— START OF Records shown —
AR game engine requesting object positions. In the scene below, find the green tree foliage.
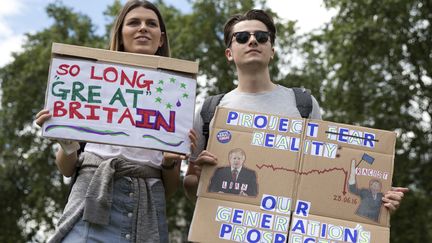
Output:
[164,0,293,94]
[0,0,432,243]
[300,0,432,242]
[0,3,103,242]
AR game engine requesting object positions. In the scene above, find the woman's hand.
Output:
[35,109,52,127]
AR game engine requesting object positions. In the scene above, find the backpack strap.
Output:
[200,93,225,148]
[292,88,312,118]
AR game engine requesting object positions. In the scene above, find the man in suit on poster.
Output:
[209,148,257,196]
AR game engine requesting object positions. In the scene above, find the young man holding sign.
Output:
[183,10,408,211]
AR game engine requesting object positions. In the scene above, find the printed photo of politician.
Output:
[208,148,258,197]
[348,160,384,222]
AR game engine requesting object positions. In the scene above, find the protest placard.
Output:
[189,108,396,243]
[42,43,198,154]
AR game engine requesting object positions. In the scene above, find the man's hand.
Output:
[382,187,409,213]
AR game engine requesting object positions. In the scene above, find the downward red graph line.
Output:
[256,164,348,195]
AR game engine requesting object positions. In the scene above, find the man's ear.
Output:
[225,48,233,62]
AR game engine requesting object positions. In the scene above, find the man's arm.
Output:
[183,150,218,202]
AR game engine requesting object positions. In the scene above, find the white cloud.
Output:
[0,0,25,67]
[267,0,336,33]
[0,35,25,67]
[0,0,24,15]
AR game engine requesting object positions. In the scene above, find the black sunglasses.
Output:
[228,31,270,46]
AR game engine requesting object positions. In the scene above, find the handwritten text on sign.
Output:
[44,58,196,153]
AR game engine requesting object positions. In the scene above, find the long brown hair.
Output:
[109,0,171,57]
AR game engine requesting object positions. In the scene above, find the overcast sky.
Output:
[0,0,333,67]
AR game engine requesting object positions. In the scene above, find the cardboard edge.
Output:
[51,43,199,74]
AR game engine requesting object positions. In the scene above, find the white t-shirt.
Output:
[84,143,163,169]
[190,85,321,161]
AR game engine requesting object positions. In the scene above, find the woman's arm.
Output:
[35,109,79,177]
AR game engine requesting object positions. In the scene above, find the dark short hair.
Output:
[224,9,276,47]
[109,0,171,57]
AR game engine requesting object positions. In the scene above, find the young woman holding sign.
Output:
[36,0,196,242]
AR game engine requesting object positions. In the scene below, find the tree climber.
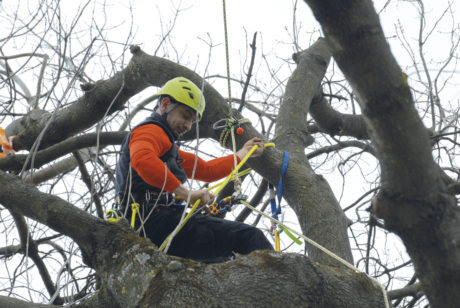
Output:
[115,77,273,263]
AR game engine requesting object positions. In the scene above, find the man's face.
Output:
[166,104,196,136]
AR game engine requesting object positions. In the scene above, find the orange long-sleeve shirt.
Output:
[129,124,240,193]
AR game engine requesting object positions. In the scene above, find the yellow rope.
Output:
[241,200,390,308]
[160,143,275,251]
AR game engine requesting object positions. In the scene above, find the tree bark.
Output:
[306,0,460,307]
[275,39,353,265]
[0,44,383,307]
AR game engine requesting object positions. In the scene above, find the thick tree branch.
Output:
[0,132,127,171]
[310,95,369,139]
[306,0,460,307]
[10,211,64,305]
[274,39,353,264]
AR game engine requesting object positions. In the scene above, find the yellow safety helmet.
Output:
[157,77,206,120]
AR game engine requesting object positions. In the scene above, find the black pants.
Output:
[136,206,273,263]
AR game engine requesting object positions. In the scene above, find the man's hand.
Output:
[174,185,214,205]
[236,137,264,159]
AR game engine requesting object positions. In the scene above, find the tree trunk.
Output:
[306,0,460,307]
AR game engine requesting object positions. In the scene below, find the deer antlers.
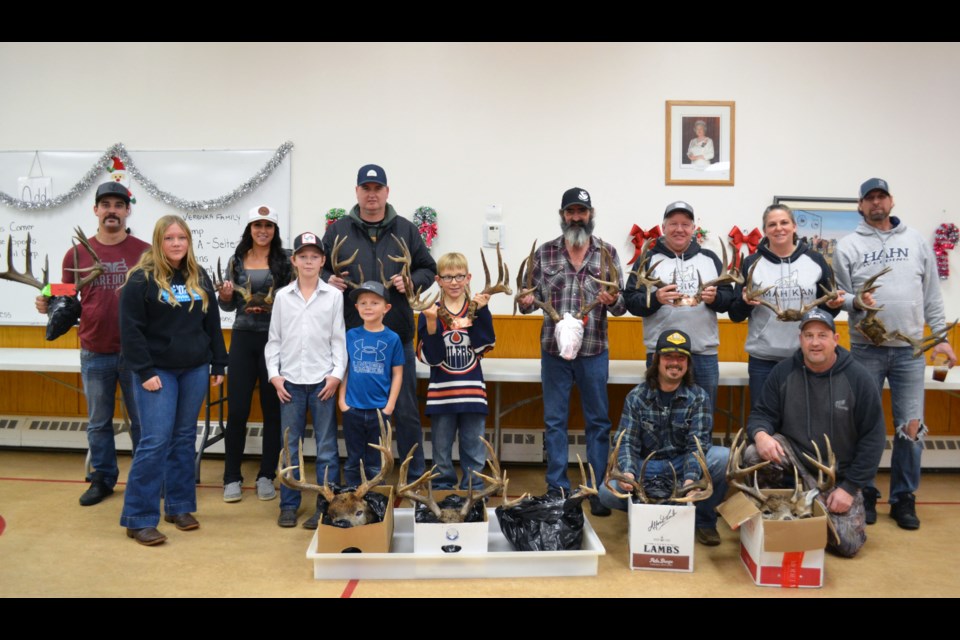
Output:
[397,437,510,522]
[630,240,667,307]
[0,233,50,291]
[743,260,840,322]
[467,242,513,320]
[604,429,713,504]
[513,240,620,322]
— END OF Records shown —
Set task> Please reproduce everything from the first line of the records down to the line that contains "[42,43,198,154]", including that line, and omit the pictures.

Solution to this problem>
AR game engine requesting object positions. In the scene below, find the green tree foliage.
Output:
[164,0,293,94]
[0,0,432,243]
[300,0,432,242]
[0,3,103,242]
AR game engine requesting object positions. In the scene above, find the woman's hand.
Output:
[35,109,52,127]
AR game engine requesting object positions. In the scene above, find the backpack strap.
Output:
[200,93,225,148]
[292,88,312,118]
AR game engine requesting object positions. In the scene above, find the man in suit on poster.
Output:
[209,148,257,196]
AR game engine requesting object positions. In the scene above, find the young man holding sign.
Output:
[183,10,408,211]
AR game engine requesting object positions. In the scene above, find the printed photo of politician.
Output:
[208,148,258,197]
[348,160,384,222]
AR game engine requesting object positions. In the scene above, find the protest placard.
Output:
[189,108,396,243]
[42,43,198,154]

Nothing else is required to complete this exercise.